::: Texte fourni :::

Il est inutile aussi d’ajouter κατὰ τὸ ἴσον, comme le fait Zeller, après τὸ φερόμενον ἐν τῷ νῦν. L’argument tiré de l’instant suffit, sans ajouter aucune considération d’espace (quoiqu’on puisse faire le même raisonnement sur le point que sur l’instant).

Le Stade. — « Le quatrième argument est relatif à deux séries de points égales, qui se meuvent dans le stade en sens contraire, passant devant une troisième série de points égale, et partant, l’une du milieu du stade, l’autre de l’extrémité, avec une égale vitesse : d’où Zénon conclut que le temps employé sera égal au double de lui-même. »
Cet argument est rendu plus clair par une figure que Zeller trace d’après les indications d’Aristote. Soit une ligne de points A1 A2 A3 A4 supposés immobiles ; soient en outre deux autres séries B4 B3 B2 B1 et C1 C2 C3 C4 disposées comme dans la figure 1.

::: Données fournies :::

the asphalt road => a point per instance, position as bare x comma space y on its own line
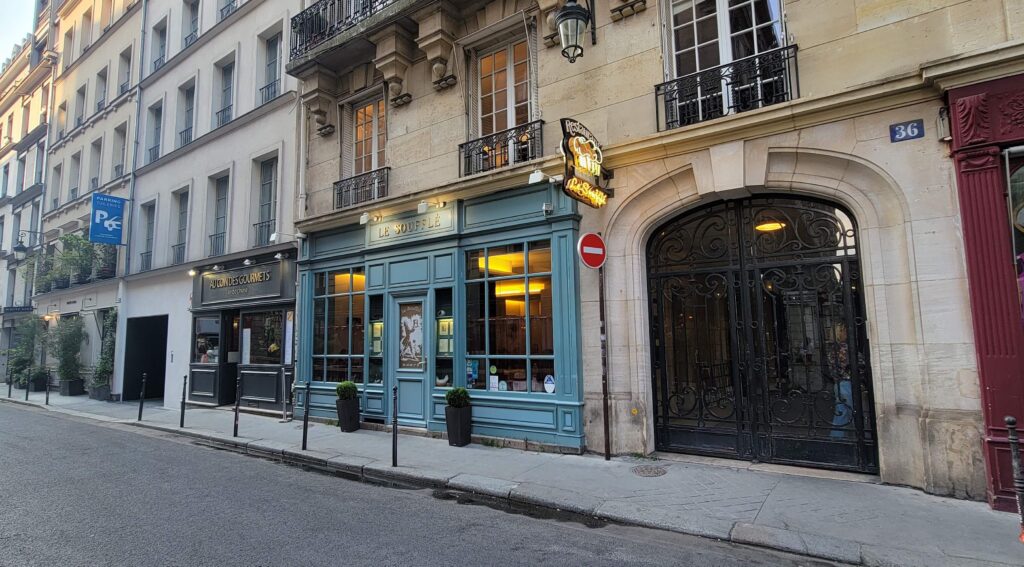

:::

■ **Énoncé**:
Reprenez le passage sur l'argument du Stade de Zénon après sa dernière phrase et poursuivez-le.

■ **Réponse finale**:
(Il faudrait ajouter, selon nous, que tous ces points sont conçus comme se touchant sans se confondre.) Admettons maintenant que les deux séries des B et des C se meuvent en sens contraire avec une vitesse égale. B1 et C1 arriveront en même temps aux extrémités opposées de la série A (fig. 2). Dans le même temps, dit Zénon, B1 aura passé devant tous les C, C1 devant tous les B, et d’autre part B1 et C1 n’auront passé que devant la moitié des A. Or la série A est égale à chacune des deux autres : les temps sont proportionnels aux espaces : le temps employé par les B et les C à parcourir, et toute la longueur des A, et la moitié de cette longueur, est donc le double de lui-même[5].

Rien de plus sophistique que ce raisonnement si, comme le dit Zeller, il consiste à supposer que l’espace parcouru par un corps se mesure à la longueur du corps devant lequel il passe, que celui-ci soit, ou non, en repos. Mais cette interprétation ne nous semble pas exacte.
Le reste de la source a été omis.